Given records.
* * *

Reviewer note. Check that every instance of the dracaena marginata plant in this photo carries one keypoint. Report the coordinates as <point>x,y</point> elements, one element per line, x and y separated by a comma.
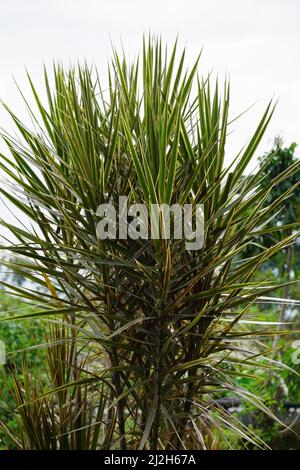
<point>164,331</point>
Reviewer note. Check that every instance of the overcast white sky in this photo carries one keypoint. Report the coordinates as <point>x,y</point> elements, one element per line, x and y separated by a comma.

* * *

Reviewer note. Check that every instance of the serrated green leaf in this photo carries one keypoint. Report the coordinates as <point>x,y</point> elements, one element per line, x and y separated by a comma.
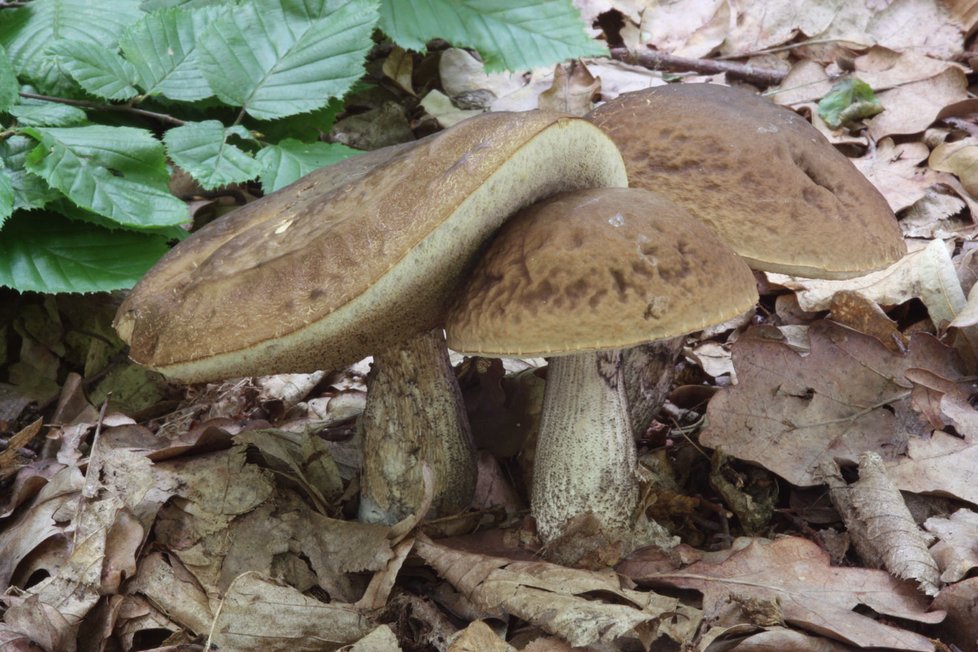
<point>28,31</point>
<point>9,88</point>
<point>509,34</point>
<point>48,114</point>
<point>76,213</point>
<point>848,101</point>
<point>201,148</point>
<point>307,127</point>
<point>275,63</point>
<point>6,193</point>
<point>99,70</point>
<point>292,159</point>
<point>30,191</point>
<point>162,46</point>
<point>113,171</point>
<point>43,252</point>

* * *

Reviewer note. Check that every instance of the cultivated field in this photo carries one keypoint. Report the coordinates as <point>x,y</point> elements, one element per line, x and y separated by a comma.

* * *

The problem.
Copy out, word for word, the lines starting at the one that contains "Reviewer note. Check that every instance of the dracaena" and ending at the one that contains "<point>164,331</point>". Leave the picture out.

Solution for this problem.
Reviewer note. Check that every instance of the dracaena marginata plant in this photo carries one keypoint. Report the coordinates as <point>x,y</point> elements, one element per line, x and y separated by a comma.
<point>164,331</point>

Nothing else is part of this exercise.